Film Ghost Cat Anzu
Ghost Cat Anzu (化け猫あんずちゃん, Bake-neko Anzu-chan) adalah satu-satunya film yang kami—Butet dan saya—tonton di bioskop bulan Agustus lalu. Kami memang sudah kembali ke Prancis sejak minggu kedua, tetapi tak banyak film baru yang menarik. Tak banyak film baru, titik. Kebanyakan film yang diputar di bioskop adalah yang sudah tayang, dan sudah kami tonton sejak Juli, dan bahkan Juni.
Film animasi 2D ini dirilis di bioskop di Jepang mulai 19 Juli 2024. Saat itu kami sedang berada di Indonesia. Sempat khawatir tak akan mendapatkan kesempatan menonton. Tak ada kabar rilis di Indonesia, pula. Bahkan sampai saya menulis ini.
Ternyata di Prancis baru dirilis mulai 24 Agustus. Mungkin menunggu sulih suara terlebih dahulu. Karenanya, saat ada penayangan di bioskop di kota, kami pun menontonnya. Dalam asli versi bahasa Jepang, tentunya!
Kucing Hantu
Menceritakan tentang Karin, seorang gadis kecil berusia 11 tahun yang dititipkan oleh ayahnya di rumah kakeknya. Kakeknya adalah seorang pendeta yang tinggal di sebuah kuil di desa Itekeru bersama dengan Anzu, sesosok "hantu" kucing berusia 37 tahun, yang berperilaku dan berbicara seperti layaknya manusia.
Awalnya, Karin yang biasa mandiri dan bersikap dewasa tak menyukai Anzu yang diminta kakeknya untuk mengawasinya. Karin berusaha menjauhi Anzu. Dia bahkan memperalat teman-teman barunya untuk itu.
Foto: Miyu Productions |
Ayahnya yang berjanji untuk kembalinya tak kunjung datang, Karin memutuskan untuk ke Tokyo mencarinya. Dia ingin memperingati hari kematian ibunya bersama-sama. Anzu menemaninya. Dan mereka melakukan perjalanan istimewa.
Teknik Rotoscope
Film ini sudah saya tonton saat premiernya di ajang Quinzaine des Cinéastes pada Festival Film Internasional Cannes bulan Mei 2024 yang lalu. Saat itu saya menonton sendiri. Butet tak bisa ikut karena penayangannya di jam sekolah.
Di sesi tanya jawab yang diadakan di akhir penayangan premier, saya sudah penasaran ingin mengajukan pertanyaan. Sayangnya ketidakpedean menguasai saya. Para penanya adalah para profesional film dan mahasiswa perfilman dengan kalung akreditasi mereka. Pertanyaan saya pun terpendam: mengapa rotoscope?

* Cuplikan Butir *
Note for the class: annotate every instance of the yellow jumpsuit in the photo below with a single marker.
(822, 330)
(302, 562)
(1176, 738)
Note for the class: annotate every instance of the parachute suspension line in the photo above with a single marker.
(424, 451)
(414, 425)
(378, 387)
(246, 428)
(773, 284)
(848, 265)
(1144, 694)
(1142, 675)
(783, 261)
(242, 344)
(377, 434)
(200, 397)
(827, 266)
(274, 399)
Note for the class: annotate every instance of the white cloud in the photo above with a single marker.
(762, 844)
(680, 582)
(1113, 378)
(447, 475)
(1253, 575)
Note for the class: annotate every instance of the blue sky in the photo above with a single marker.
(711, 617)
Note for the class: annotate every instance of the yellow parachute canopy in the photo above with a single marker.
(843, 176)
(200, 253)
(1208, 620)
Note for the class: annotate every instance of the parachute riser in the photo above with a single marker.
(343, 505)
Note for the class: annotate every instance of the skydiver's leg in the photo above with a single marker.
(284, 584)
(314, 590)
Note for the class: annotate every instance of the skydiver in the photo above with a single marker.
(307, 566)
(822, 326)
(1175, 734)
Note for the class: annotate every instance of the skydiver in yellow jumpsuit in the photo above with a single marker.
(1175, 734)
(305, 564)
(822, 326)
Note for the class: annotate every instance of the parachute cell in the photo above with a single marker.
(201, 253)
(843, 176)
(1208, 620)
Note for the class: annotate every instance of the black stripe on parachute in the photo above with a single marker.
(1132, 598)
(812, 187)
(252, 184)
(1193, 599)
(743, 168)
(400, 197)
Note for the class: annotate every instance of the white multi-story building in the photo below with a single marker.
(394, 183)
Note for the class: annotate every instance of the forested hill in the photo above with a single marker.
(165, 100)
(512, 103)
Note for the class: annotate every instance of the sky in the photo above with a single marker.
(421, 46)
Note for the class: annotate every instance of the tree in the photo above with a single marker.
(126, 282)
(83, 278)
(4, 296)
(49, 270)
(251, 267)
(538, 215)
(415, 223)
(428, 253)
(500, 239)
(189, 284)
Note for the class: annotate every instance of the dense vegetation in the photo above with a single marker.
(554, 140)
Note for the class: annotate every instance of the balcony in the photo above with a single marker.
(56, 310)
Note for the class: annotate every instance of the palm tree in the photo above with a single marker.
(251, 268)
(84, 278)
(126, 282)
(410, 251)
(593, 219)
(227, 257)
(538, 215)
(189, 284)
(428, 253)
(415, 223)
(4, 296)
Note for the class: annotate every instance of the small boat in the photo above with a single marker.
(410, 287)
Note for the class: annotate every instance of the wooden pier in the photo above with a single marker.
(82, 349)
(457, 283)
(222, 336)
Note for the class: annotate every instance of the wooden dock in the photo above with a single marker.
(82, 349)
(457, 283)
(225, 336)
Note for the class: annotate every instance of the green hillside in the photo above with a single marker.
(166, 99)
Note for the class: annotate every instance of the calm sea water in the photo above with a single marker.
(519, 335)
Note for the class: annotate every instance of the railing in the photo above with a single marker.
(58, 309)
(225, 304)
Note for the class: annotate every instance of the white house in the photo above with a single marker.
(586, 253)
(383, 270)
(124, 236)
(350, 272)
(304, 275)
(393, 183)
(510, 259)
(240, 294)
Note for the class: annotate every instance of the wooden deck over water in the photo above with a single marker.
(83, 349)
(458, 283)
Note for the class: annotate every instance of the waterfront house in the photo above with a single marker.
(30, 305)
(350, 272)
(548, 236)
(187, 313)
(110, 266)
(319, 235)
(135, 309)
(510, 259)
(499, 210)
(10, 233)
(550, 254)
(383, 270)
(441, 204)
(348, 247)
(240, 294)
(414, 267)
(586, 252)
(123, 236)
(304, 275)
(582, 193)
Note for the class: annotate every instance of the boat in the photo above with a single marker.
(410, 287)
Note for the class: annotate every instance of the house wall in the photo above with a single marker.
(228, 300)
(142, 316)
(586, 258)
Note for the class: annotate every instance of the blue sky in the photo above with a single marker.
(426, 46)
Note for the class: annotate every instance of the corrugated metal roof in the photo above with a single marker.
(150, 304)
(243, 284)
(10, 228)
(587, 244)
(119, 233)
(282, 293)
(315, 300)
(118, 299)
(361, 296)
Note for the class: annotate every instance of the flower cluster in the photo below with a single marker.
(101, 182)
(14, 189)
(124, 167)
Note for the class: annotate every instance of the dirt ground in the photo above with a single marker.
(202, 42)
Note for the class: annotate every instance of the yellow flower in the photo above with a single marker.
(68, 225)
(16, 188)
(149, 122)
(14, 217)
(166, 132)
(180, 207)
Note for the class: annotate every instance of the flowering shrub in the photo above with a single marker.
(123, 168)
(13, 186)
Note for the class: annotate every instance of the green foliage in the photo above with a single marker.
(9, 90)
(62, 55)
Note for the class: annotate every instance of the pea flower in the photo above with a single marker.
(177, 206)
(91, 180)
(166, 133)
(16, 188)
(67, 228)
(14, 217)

* Soal Tertulis *
Menurut teks tentang film Ghost Cat Anzu, berapa usia Anzu? Butir-butir tersebut berasal dari sumber yang berbeda dengan teks tentang film Ghost Cat Anzu.

* Jawaban Benar *
Anzu berusia 37 tahun.